### EXCERPT PROVIDED
** start **

Elaine recalled how it was at PJ Clarke’s in the back dining room one night when she met Toots Shor. A name unknown to young New Yorkers today, Toots had a club/bar/restaurant of the same name, which was a haunt of New Yorkers of the day. He was famous across America, a rough talking Noo Yawk bon vivant, lionized, mythologized in the press, heavy drinking back when it was just considered heavy drinking, and host to the most including a lot of athletes and male movie stars. And Jackie Gleason when he was at the top of his television career. Women were NEVER allowed unescorted to Toot Shor’s. Unless they were school chums of his daughters; then it was open arms.
So Elaine was at PJ’s one night and Toots, who by then was by then getting on and not ambulatory, was there also. Elaine was at a table when some guy she knew came up and said: “Toots Shor would like to say hello to you.” Elaine said okay and was about to go over to him. “No,” the man said, “he’d like to come to you.”
A couple minutes later, Toots, propped up by the elbows by two men on either side of him, slowly made his way over to Elaine. “I just wanted to say hello to the next Toots Shor.” She’d been anointed. It turned out to be prescient.
The New York, in the memory of these three women who had lived and seen so much of it, was one of incredible nightlife. Their earliest memories were in the early 50s when the nation was finally home after the War and ebullient with fresh prosperity. New Yorkers went out at night all the time. Nightclubs, bars, restaurants, jazz joints, it was a going out town more than even now. Furthermore, they’ve seen and lived as fully in all the decades that followed right up to this moment. This is when you get into the area of Remarkable People.
Coincidentally at the next table over from us at Michael’s was Barbara Walters and Shirley Lord Rosenthal. Back in the days these girls were recalling, Barbara’s father Lou Walters owned the Latin Quarter, one of the biggest, glitziest and most famous nightclubs on the Great White Way.
Somewhere in the conversation I reminded everyone that tomorrow (today as you read this) is the birthday of Doris Day. Ahh, Doris Day. (It’s also Marlon Brando’s birthdate too.) Everybody has such soothingly fond memories of Doris Day the movie star.
The biggest box office star for almost two decades (50s/60s) Liz – with Barbara Walters next door in mind – Liz recalled the time when Doris had just published an autobiography ghosted by A.E. Hotchner. She was interviewed on the Today Show by Barbara Walters (who rose to national prominence on that show).
It was publicly known at the time that Doris had been married to a man named Martin Melcher who was also her manager, and who, over the course of their marriage had dissipated Doris’ multi-million dollar hard earned fortune on bad investments. She was broke by the time it was over. An old Hollywood story.
So, in this particular Today Show interview with the trenchant-to-the-point Ms. Walters, Doris was asked if that were true (as it had been written in her autobiography). When Doris heard the question, she asked: “is that in the book?” Yes. Then she said something like, “well then I can’t do this,” and she got up and left the set while they were on-air.
Doris marked her 87th birthday this year. As far as I know, she’s still living out somewhere around Carmel, California. She was a most amazing performer. Actress/comedienne/popular recording star/television star, Doris Day was without peer, and yet, as Liz pointed out yesterday, despite all of her talent, her audience and her box office success, she never received an Academy Award.

** end **

### ROWS
** start **

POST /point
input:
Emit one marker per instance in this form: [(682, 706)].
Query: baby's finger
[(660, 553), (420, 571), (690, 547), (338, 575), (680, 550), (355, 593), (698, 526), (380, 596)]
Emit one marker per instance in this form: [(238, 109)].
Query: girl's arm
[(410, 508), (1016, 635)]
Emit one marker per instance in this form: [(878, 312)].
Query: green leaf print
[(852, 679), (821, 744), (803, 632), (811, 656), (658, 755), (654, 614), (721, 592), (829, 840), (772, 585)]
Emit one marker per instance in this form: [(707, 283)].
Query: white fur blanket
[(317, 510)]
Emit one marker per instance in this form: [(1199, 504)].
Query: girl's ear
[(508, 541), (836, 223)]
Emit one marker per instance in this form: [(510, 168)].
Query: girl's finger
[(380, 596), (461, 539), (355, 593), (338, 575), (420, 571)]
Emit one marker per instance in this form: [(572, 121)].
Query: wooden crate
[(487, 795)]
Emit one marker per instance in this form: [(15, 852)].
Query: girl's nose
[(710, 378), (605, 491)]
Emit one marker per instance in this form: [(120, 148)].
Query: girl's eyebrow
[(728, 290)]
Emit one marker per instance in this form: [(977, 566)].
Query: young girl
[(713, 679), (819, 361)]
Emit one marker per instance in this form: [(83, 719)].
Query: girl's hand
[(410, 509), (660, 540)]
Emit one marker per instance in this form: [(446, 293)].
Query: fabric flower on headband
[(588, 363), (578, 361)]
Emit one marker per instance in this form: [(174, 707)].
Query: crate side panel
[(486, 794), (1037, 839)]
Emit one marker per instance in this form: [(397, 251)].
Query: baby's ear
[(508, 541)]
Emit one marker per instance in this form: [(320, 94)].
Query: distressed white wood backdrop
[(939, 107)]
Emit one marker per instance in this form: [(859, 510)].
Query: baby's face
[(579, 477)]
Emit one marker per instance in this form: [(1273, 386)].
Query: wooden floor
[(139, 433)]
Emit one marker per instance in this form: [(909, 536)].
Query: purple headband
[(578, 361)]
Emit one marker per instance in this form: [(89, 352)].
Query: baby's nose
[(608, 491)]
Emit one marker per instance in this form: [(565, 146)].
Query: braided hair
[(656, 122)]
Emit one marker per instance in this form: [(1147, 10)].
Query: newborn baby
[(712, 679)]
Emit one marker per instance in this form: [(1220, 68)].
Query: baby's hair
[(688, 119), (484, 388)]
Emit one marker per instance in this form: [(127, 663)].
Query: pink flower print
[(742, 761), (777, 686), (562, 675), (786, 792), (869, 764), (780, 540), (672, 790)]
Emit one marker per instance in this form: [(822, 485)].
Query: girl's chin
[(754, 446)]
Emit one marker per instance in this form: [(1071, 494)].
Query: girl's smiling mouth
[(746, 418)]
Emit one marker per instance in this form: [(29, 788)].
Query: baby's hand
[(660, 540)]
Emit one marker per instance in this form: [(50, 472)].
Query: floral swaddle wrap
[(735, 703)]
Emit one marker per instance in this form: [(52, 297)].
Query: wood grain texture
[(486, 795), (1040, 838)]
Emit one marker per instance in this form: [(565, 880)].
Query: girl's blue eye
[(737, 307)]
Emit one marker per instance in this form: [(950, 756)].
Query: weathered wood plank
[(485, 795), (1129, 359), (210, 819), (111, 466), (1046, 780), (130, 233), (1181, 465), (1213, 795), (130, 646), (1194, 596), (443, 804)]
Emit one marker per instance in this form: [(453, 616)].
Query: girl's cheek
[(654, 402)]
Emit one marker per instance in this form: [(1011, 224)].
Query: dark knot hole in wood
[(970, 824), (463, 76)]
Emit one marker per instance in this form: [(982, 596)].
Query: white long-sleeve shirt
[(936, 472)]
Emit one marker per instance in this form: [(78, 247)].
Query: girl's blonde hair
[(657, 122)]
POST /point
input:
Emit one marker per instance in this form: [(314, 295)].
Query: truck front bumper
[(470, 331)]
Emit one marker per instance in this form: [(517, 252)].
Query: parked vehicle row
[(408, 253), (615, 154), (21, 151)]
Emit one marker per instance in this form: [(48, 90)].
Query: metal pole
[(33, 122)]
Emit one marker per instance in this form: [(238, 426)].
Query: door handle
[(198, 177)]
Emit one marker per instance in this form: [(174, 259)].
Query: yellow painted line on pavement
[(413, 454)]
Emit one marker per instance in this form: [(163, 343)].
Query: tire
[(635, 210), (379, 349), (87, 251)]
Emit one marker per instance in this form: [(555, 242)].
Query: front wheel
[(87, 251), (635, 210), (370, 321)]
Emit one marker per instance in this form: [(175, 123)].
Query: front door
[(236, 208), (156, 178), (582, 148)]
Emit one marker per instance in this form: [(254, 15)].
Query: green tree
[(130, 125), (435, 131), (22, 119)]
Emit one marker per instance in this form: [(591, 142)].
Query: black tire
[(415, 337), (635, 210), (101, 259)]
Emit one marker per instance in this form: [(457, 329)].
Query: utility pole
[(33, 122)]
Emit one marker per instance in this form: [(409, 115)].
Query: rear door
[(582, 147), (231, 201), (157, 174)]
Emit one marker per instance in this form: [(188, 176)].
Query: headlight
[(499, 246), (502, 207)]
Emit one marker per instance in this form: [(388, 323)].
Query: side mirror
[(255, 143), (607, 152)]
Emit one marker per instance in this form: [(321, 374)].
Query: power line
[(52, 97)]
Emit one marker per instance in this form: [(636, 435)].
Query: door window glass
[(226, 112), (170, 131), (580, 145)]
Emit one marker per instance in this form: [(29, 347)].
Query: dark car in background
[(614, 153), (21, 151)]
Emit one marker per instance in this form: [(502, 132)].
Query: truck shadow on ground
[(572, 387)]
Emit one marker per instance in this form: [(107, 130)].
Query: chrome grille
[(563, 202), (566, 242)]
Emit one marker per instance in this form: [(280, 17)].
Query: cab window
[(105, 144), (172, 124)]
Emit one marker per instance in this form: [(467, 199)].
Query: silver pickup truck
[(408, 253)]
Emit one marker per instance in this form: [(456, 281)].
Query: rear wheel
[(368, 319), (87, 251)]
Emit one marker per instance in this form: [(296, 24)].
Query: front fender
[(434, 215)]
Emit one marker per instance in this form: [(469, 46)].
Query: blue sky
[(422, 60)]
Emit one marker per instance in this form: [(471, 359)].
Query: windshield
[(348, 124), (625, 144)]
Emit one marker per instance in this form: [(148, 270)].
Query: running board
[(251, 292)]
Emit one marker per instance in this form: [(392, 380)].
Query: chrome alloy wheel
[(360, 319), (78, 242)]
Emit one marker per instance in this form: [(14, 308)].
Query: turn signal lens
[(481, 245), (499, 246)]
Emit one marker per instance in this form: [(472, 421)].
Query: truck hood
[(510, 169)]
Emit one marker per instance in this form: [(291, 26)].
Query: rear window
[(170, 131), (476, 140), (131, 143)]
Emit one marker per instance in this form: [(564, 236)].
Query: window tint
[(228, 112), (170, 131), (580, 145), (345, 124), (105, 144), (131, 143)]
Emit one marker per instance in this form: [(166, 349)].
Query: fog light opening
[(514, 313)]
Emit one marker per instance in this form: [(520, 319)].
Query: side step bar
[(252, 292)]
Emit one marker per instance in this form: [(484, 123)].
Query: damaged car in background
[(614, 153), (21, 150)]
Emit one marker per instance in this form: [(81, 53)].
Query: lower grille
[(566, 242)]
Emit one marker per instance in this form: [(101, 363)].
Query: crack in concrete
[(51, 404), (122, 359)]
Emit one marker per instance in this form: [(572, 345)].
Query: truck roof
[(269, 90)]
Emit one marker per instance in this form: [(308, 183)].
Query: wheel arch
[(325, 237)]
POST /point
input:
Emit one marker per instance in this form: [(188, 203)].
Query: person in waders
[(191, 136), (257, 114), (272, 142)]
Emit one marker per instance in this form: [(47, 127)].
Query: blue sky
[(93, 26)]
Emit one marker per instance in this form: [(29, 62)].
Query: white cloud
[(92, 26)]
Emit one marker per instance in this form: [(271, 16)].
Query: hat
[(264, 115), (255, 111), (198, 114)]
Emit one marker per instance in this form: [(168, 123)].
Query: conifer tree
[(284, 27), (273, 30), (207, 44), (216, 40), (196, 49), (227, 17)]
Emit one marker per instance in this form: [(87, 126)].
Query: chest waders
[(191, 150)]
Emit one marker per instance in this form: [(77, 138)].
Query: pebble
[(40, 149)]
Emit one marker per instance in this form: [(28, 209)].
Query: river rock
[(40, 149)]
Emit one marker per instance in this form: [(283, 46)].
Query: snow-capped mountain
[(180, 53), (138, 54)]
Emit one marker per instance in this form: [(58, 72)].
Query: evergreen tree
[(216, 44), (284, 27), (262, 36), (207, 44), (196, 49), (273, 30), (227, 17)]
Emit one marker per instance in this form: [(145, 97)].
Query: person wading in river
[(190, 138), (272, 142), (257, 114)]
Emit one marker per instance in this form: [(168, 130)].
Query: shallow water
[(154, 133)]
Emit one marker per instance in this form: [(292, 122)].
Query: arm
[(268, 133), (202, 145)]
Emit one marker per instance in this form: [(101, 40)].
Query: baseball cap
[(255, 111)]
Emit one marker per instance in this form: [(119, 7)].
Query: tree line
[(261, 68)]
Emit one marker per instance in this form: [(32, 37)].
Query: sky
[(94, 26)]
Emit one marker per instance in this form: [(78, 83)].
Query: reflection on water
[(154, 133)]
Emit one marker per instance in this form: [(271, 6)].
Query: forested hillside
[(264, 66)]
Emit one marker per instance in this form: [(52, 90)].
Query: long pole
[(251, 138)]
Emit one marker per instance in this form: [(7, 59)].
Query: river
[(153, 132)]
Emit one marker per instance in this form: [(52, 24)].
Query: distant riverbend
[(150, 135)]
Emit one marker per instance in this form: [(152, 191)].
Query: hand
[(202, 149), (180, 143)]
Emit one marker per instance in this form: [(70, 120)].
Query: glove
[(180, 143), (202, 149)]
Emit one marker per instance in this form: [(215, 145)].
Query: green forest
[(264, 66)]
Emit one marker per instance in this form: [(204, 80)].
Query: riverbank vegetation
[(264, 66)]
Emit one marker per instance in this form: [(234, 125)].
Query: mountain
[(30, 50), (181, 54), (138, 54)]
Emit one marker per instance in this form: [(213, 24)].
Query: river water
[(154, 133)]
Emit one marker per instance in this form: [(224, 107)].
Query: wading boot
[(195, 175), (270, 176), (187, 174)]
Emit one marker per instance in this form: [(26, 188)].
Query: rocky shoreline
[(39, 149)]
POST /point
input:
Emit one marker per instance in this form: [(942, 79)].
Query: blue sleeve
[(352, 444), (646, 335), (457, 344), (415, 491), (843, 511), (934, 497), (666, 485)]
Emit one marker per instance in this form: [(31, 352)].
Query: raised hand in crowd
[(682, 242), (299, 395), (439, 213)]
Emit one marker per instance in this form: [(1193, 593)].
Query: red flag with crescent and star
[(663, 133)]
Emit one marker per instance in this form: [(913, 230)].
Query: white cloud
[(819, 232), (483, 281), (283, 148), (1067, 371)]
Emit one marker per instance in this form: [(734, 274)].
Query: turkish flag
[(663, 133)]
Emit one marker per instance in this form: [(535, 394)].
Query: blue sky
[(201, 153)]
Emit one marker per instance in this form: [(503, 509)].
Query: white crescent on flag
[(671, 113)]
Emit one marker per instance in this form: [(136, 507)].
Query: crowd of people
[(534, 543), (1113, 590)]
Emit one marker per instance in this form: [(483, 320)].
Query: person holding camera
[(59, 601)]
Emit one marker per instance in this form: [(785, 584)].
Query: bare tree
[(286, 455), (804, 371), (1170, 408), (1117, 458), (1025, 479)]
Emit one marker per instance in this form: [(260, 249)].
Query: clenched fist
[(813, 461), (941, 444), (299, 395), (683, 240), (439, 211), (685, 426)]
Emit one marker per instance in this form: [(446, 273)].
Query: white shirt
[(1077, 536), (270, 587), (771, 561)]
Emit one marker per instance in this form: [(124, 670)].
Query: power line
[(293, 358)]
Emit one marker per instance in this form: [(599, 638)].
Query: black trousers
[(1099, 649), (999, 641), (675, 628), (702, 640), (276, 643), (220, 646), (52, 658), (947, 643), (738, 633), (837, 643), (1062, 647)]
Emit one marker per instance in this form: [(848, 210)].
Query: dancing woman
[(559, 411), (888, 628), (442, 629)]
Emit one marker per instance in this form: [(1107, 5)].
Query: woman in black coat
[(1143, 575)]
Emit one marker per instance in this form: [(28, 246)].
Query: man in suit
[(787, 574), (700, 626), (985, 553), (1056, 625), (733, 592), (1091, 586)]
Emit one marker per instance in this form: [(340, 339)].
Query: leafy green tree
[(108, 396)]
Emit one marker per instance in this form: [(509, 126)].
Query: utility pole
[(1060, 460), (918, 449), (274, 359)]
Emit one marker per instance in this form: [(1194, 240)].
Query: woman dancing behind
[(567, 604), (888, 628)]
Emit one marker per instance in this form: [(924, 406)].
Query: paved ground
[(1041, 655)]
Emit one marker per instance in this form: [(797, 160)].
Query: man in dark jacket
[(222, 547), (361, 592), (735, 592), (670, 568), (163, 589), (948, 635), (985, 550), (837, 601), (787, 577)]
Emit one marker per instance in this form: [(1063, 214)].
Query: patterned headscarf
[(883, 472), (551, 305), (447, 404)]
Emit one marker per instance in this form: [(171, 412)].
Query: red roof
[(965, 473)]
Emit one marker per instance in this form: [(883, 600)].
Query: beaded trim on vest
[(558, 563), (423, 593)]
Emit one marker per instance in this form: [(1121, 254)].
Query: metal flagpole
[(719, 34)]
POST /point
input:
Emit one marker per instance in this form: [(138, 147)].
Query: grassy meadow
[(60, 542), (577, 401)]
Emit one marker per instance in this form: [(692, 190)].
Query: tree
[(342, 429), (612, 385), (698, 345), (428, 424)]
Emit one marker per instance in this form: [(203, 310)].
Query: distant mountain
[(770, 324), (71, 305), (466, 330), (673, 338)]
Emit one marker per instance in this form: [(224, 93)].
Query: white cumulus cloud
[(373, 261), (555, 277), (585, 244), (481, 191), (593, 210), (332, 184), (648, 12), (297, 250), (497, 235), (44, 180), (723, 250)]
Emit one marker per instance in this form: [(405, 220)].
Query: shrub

** end **

### WORK TO COMPLETE
In the text about New York nightlife, Toots Shor and Doris Day, translate this sentence into Spanish: "New Yorkers went out at night all the time."

### THE COMPLETED TASK
Los neoyorquinos salían de noche todo el tiempo.